Qu’est-ce qui manque aux jeunes générations (et même un peu moins jeunes) pour devenir responsables ?
Jean-Pierre Wauquier, fondateur et président de l’association H2O Sans Frontières, s’inquiète de la part croissante de jeunes pour qui la nature ne représente pas grand’chose : « Ce qu’on peut constater, c’est une citadinisation croissante, qui aboutit à ce que l’homme ne connaît plus vraiment la nature, surtout dans notre monde occidental. Mais c’est essentiel si on veut la respecter et comprendre les enjeux. Les jeunes générations arrivent à l’âge adulte sans avoir eu l’occasion de trouver un champignon en forêt et mangent un œuf sans pouvoir penser qu’une poule l’a pondu : c’est un objet ; on ne le respecte pas. »
Y a-t-il un âge pour parler de ces sujets ?
Jean-Pierre Wauquier : « Pour les plus jeunes, il est d’abord déterminant de faire en sorte qu’ils s’émerveillent. C’est le premier pas. À partir du CM1, on peut commencer à mettre en place les éléments pour en faire des citoyens responsables, en les amenant à comprendre comment fonctionne le puzzle, à avoir une vision globale. Progressivement, on peut aussi leur faire comprendre les enjeux, tout en leur expliquant que si on s’y met tous, on a les moyens d’en sortir et de faire un paradis sur terre. »

> [Problème à résoudre]: Renvoyez mot pour mot, s'il vous plaît, le passage du texte fourni qui va de « Qu’est-ce qui manque » jusqu'à « ces sujets ? ».

> [Liste des entrées]:
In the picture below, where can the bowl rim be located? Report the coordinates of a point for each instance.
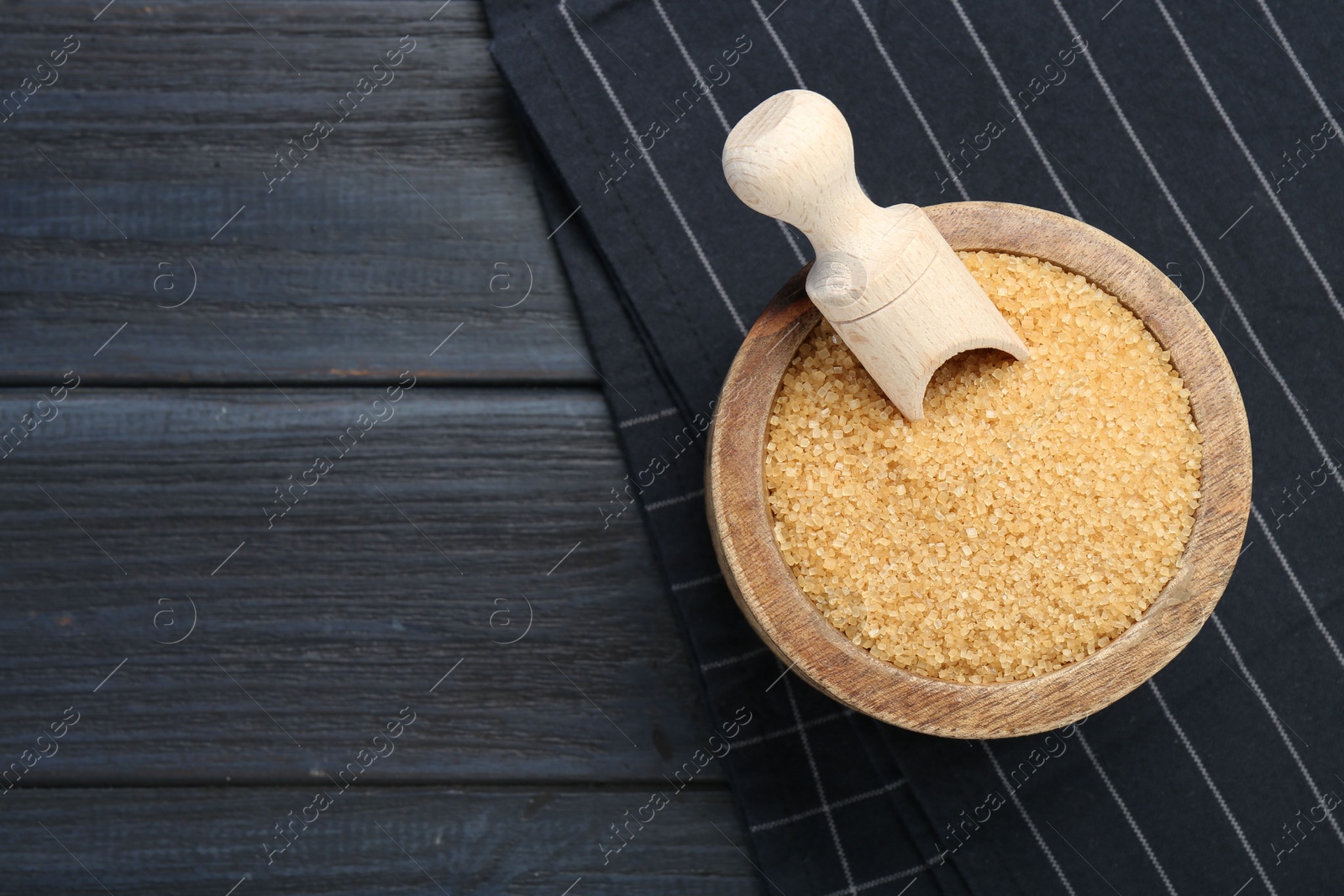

---

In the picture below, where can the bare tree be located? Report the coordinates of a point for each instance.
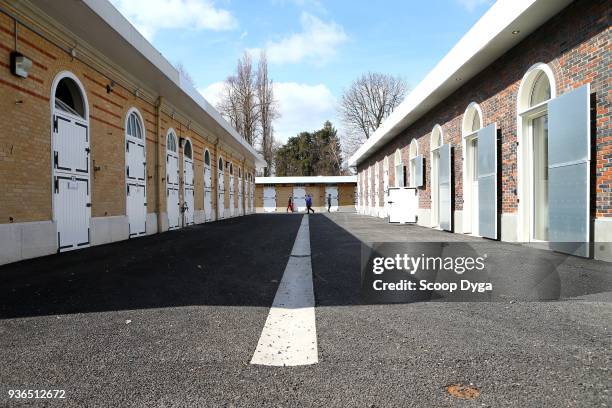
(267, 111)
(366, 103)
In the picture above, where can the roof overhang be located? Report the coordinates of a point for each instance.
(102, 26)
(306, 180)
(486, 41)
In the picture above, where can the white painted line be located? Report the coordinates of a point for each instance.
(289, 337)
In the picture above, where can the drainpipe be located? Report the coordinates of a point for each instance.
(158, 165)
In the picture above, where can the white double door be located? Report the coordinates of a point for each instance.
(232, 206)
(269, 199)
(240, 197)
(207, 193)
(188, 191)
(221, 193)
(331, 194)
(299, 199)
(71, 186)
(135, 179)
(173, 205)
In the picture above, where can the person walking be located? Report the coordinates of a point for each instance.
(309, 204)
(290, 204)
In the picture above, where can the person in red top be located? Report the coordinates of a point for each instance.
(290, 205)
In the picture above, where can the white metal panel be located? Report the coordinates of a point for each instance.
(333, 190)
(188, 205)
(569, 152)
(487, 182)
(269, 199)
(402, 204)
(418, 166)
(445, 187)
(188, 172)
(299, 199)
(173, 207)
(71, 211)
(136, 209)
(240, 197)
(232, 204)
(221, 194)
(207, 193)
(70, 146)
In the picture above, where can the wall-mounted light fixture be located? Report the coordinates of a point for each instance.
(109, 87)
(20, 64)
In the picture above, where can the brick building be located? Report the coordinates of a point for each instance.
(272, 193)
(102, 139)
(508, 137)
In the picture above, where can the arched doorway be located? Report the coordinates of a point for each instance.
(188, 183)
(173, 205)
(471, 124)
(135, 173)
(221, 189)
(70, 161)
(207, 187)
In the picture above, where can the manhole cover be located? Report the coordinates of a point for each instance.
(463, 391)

> [Réponse complète]:
Qu’est-ce qui manque aux jeunes générations (et même un peu moins jeunes) pour devenir responsables ?
Jean-Pierre Wauquier, fondateur et président de l’association H2O Sans Frontières, s’inquiète de la part croissante de jeunes pour qui la nature ne représente pas grand’chose : « Ce qu’on peut constater, c’est une citadinisation croissante, qui aboutit à ce que l’homme ne connaît plus vraiment la nature, surtout dans notre monde occidental. Mais c’est essentiel si on veut la respecter et comprendre les enjeux. Les jeunes générations arrivent à l’âge adulte sans avoir eu l’occasion de trouver un champignon en forêt et mangent un œuf sans pouvoir penser qu’une poule l’a pondu : c’est un objet ; on ne le respecte pas. »
Y a-t-il un âge pour parler de ces sujets ?